> [Assigned task]: Starting from the line that holds "# Each box is", print each remaining line of the entries exactly, ending with the last.

(Records for processing)

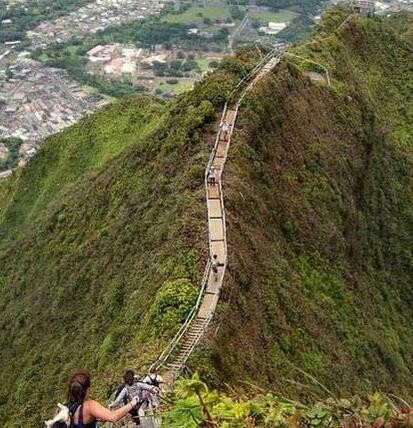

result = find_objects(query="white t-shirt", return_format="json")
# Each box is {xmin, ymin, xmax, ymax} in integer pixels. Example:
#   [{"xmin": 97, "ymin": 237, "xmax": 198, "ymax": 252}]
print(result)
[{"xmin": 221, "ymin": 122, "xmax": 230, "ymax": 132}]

(End Records for processing)

> [Task answer]:
# Each box is {xmin, ymin, xmax, ymax} in integer pixels. Example:
#   [{"xmin": 97, "ymin": 237, "xmax": 198, "ymax": 252}]
print(result)
[{"xmin": 221, "ymin": 122, "xmax": 230, "ymax": 132}]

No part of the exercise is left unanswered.